▸ Work to complete:
Word for word, please restate each record and pass over the pictures.

▸ Dataset items:

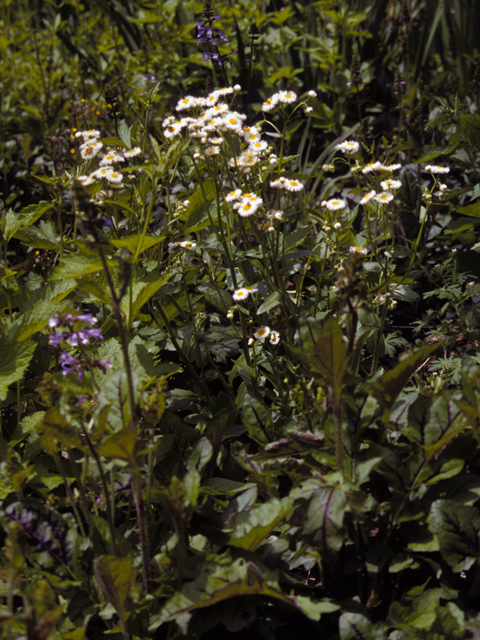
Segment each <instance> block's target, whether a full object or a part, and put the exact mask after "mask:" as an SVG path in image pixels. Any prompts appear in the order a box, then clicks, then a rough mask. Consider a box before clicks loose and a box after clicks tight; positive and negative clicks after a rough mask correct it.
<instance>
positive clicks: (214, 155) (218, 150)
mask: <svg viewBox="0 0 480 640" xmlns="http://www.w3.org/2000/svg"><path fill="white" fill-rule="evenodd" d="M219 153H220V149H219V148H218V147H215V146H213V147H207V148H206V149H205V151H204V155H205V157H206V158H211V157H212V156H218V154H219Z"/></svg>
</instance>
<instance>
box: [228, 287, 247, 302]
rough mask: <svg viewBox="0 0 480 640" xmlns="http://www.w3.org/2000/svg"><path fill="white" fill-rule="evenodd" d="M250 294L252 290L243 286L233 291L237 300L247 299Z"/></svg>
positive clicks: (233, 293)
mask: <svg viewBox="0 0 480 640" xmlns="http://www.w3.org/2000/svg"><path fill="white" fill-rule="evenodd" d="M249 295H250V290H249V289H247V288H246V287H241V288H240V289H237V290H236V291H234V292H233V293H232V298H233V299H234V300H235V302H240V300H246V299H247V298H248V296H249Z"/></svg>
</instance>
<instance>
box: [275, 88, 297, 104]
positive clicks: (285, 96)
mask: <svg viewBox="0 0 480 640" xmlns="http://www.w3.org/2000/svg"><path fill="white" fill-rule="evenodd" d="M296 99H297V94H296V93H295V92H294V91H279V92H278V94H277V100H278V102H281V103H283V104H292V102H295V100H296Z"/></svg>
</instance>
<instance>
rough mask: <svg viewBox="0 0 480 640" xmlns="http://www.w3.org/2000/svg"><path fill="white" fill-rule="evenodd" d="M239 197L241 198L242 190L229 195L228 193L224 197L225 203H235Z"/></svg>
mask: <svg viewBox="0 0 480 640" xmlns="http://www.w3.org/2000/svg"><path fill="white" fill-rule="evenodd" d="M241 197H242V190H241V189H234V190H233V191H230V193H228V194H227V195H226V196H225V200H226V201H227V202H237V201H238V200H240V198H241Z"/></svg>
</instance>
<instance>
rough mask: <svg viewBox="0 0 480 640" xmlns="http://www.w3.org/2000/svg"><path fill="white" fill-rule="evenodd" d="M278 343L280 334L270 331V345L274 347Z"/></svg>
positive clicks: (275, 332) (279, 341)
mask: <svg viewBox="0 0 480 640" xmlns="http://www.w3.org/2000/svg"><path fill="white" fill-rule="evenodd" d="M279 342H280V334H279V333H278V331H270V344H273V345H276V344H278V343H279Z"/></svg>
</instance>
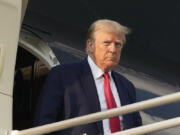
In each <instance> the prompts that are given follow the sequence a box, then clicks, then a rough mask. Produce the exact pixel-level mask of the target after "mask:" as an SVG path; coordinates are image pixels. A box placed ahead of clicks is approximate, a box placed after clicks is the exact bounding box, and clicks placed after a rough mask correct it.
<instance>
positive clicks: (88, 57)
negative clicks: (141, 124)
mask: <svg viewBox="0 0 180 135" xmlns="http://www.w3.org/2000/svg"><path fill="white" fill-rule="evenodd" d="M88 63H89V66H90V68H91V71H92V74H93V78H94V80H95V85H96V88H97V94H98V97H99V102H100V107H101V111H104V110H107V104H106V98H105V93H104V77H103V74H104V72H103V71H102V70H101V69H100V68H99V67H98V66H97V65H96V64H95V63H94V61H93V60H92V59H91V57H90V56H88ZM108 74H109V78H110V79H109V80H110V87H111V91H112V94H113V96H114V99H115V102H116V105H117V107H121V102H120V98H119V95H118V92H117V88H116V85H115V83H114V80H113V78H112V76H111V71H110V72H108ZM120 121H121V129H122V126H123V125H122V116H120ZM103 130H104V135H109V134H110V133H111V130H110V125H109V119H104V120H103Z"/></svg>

▸ Task solution:
Segment each <instance> block's target, whether a full object or a part, and put the exact mask after "mask:" as an SVG path in image pixels. Any prompts appear in the order a box, then clicks, then a rough mask. Consider a box before clicks loose and a box after clicks tight; positive and negative clicks after a rough mask correct it.
<instance>
positive clicks: (214, 155) (218, 150)
mask: <svg viewBox="0 0 480 640" xmlns="http://www.w3.org/2000/svg"><path fill="white" fill-rule="evenodd" d="M219 153H220V149H219V148H218V147H215V146H213V147H207V148H206V149H205V151H204V155H205V157H206V158H211V157H212V156H218V154H219Z"/></svg>
</instance>
<instance>
box: [228, 287, 247, 302]
rough mask: <svg viewBox="0 0 480 640" xmlns="http://www.w3.org/2000/svg"><path fill="white" fill-rule="evenodd" d="M250 294L252 290L243 286L233 291L237 300L247 299Z"/></svg>
positive clicks: (233, 293)
mask: <svg viewBox="0 0 480 640" xmlns="http://www.w3.org/2000/svg"><path fill="white" fill-rule="evenodd" d="M249 295H250V290H249V289H247V288H246V287H241V288H240V289H237V290H236V291H234V292H233V293H232V298H233V299H234V300H235V302H240V300H246V299H247V298H248V296H249Z"/></svg>
</instance>
<instance>
box: [275, 88, 297, 104]
positive clicks: (285, 96)
mask: <svg viewBox="0 0 480 640" xmlns="http://www.w3.org/2000/svg"><path fill="white" fill-rule="evenodd" d="M296 99H297V94H296V93H295V92H294V91H279V92H278V94H277V100H278V102H281V103H283V104H292V102H295V100H296Z"/></svg>
</instance>
<instance>
rough mask: <svg viewBox="0 0 480 640" xmlns="http://www.w3.org/2000/svg"><path fill="white" fill-rule="evenodd" d="M239 197L241 198L242 190L229 195L228 193L224 197L225 203H235Z"/></svg>
mask: <svg viewBox="0 0 480 640" xmlns="http://www.w3.org/2000/svg"><path fill="white" fill-rule="evenodd" d="M241 197H242V190H241V189H234V190H233V191H230V193H228V194H227V195H226V196H225V200H226V201H227V202H237V201H238V200H240V198H241Z"/></svg>
</instance>
<instance>
rough mask: <svg viewBox="0 0 480 640" xmlns="http://www.w3.org/2000/svg"><path fill="white" fill-rule="evenodd" d="M278 343L280 334L270 331V345L274 347Z"/></svg>
positive clicks: (275, 332) (279, 341)
mask: <svg viewBox="0 0 480 640" xmlns="http://www.w3.org/2000/svg"><path fill="white" fill-rule="evenodd" d="M279 342H280V334H279V333H278V331H270V344H273V345H276V344H278V343H279Z"/></svg>
</instance>
In each <instance> the prompts that are given follow the sequence a box, then clicks, then a rough mask. Produce the exact pixel-level mask of the target after "mask:" as an SVG path; coordinates are image pixels. A box placed ahead of clicks is approximate, a box placed after clicks is the exact bounding box, and clicks placed after a rough mask correct it.
<instance>
positive clicks: (88, 57)
negative clicks: (141, 124)
mask: <svg viewBox="0 0 180 135" xmlns="http://www.w3.org/2000/svg"><path fill="white" fill-rule="evenodd" d="M88 63H89V66H90V68H91V71H92V74H93V78H94V80H95V85H96V88H97V94H98V97H99V102H100V107H101V111H104V110H107V104H106V98H105V93H104V77H103V74H104V72H103V71H102V70H101V69H100V68H99V67H98V66H97V65H96V64H95V63H94V61H93V60H92V59H91V57H90V56H88ZM108 74H109V78H110V79H109V80H110V87H111V91H112V94H113V96H114V99H115V102H116V105H117V107H121V102H120V98H119V95H118V92H117V88H116V85H115V83H114V80H113V78H112V76H111V71H110V72H108ZM120 121H121V129H122V126H123V125H122V116H120ZM103 130H104V135H109V134H110V133H111V130H110V125H109V119H104V120H103Z"/></svg>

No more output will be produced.